__Task details__: Turn every line of the records below into a Markdown table with two columns: "No." for the row number and "Entry" for the line itself. Leave out blank lines.

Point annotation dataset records
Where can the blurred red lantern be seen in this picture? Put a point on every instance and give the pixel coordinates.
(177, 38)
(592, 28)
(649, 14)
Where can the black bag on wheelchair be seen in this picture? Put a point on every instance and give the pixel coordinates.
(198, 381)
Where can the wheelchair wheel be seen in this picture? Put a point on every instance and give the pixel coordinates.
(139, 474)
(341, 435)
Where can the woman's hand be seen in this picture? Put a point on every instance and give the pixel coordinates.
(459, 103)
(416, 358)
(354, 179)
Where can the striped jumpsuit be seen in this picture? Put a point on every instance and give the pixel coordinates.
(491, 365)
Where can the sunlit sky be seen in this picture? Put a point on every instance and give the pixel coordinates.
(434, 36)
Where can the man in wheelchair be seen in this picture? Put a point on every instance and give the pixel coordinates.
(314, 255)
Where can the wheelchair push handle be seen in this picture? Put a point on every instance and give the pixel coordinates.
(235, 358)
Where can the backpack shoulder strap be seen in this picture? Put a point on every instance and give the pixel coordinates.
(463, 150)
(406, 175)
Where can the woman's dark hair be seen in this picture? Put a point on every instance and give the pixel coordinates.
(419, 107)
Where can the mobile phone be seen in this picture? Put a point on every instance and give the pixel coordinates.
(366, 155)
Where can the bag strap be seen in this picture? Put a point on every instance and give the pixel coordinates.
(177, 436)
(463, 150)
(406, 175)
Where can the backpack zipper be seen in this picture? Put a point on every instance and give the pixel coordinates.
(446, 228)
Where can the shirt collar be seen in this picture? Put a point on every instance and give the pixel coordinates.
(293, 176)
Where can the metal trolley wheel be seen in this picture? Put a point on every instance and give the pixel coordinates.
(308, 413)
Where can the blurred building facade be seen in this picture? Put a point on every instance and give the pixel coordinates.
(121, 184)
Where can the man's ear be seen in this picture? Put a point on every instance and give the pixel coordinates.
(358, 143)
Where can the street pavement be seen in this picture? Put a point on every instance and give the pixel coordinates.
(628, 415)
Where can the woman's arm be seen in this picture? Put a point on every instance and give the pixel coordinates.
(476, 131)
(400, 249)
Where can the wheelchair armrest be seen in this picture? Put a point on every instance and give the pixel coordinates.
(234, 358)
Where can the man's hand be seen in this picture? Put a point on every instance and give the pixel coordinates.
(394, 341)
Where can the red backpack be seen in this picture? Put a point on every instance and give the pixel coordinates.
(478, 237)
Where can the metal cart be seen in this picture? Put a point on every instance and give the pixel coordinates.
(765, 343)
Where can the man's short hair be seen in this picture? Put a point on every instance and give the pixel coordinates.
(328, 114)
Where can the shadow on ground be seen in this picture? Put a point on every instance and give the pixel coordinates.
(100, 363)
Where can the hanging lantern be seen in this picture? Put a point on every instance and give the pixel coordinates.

__Finished exercise__:
| No. | Entry |
|---|---|
| 1 | Where can the blurred red lantern be seen in this picture? Put a point on every instance and give the pixel coordinates. |
| 2 | (177, 38) |
| 3 | (592, 28) |
| 4 | (649, 14) |
| 5 | Where can the black bag on wheelchair be seen in this picture? Put a point on every instance and give the pixel coordinates. |
| 6 | (198, 381) |
| 7 | Where can the wheelchair wheel be seen in this picture? Put a point on every instance and give the pixel coordinates. |
| 8 | (139, 474) |
| 9 | (341, 435) |
| 10 | Where can the woman's hand be seen in this picture? Put a point on every instance and give the pixel coordinates. |
| 11 | (459, 103) |
| 12 | (416, 358) |
| 13 | (354, 179) |
| 14 | Where can the striped jumpsuit be seen in this picture? Put a point on every instance and give the pixel coordinates. |
| 15 | (491, 365) |
| 16 | Where can the sunlit sky be seen in this picture? Put a point on every instance and give the pixel coordinates. |
| 17 | (434, 36) |
| 18 | Where can the man in wheelchair be seen in this picture? Put a point on every instance and give the pixel coordinates. |
| 19 | (314, 255) |
| 20 | Where can the wheelchair push handle be seen in this picture? Put a point on every instance and give the pixel coordinates. |
| 21 | (235, 358) |
| 22 | Where can the backpack shoulder strap be seen in this picture? Put a point on every instance and give the pixel coordinates. |
| 23 | (463, 150) |
| 24 | (406, 175) |
| 25 | Where can the woman's dark hair be seen in this picture? Put a point on every instance and give the pixel coordinates. |
| 26 | (419, 107) |
| 27 | Where can the mobile phone be seen in this picture? Put a point on every instance and give the pixel coordinates. |
| 28 | (366, 155) |
| 29 | Where can the bag strap be seen in this picture? Put a point on every instance and give the pixel coordinates. |
| 30 | (177, 436) |
| 31 | (463, 150) |
| 32 | (406, 175) |
| 33 | Where can the backpack zipper be seen in this picture? Put a point on every instance and give the pixel coordinates. |
| 34 | (446, 228) |
| 35 | Where can the shirt collar be seen in this picture? Put a point on every instance and give the pixel coordinates. |
| 36 | (293, 176) |
| 37 | Where can the metal trolley wheel be seen in this picture? Put a point on every instance and give the pixel coordinates. |
| 38 | (308, 413) |
| 39 | Where can the blurred building facade be seen in this picture? Put a point on every instance and give the pixel coordinates. |
| 40 | (121, 184) |
| 41 | Where can the man's ear be seen in this picture? Put a point on every instance and give the pixel coordinates. |
| 42 | (358, 143) |
| 43 | Where can the street pavement be seen in this picture? Put a point on every instance and give the pixel coordinates. |
| 44 | (628, 415) |
| 45 | Where can the woman's arm be seen in this picture? Put a point on every instance and give the pixel coordinates. |
| 46 | (476, 131) |
| 47 | (400, 249) |
| 48 | Where can the wheelchair armrest be seen in this picture? Put a point on every instance and give the pixel coordinates. |
| 49 | (234, 358) |
| 50 | Where can the man's hand be seen in this picture? Put a point on every instance and give the pixel coordinates. |
| 51 | (394, 341) |
| 52 | Where can the red backpack be seen in this picture? Put a point on every instance and give the pixel coordinates. |
| 53 | (478, 237) |
| 54 | Where can the metal cart be seen in this picture? Put a point on every instance and give the pixel coordinates. |
| 55 | (765, 343) |
| 56 | Where can the man's short hair be seen in this picture? Put a point on every instance and give the pixel coordinates. |
| 57 | (328, 114) |
| 58 | Where can the shadow on ground be seen in this picture? Put a point on every instance and give the pixel coordinates. |
| 59 | (100, 363) |
| 60 | Where can the hanging lantern be seen in this picture? Put a point on every instance and give the pixel coordinates. |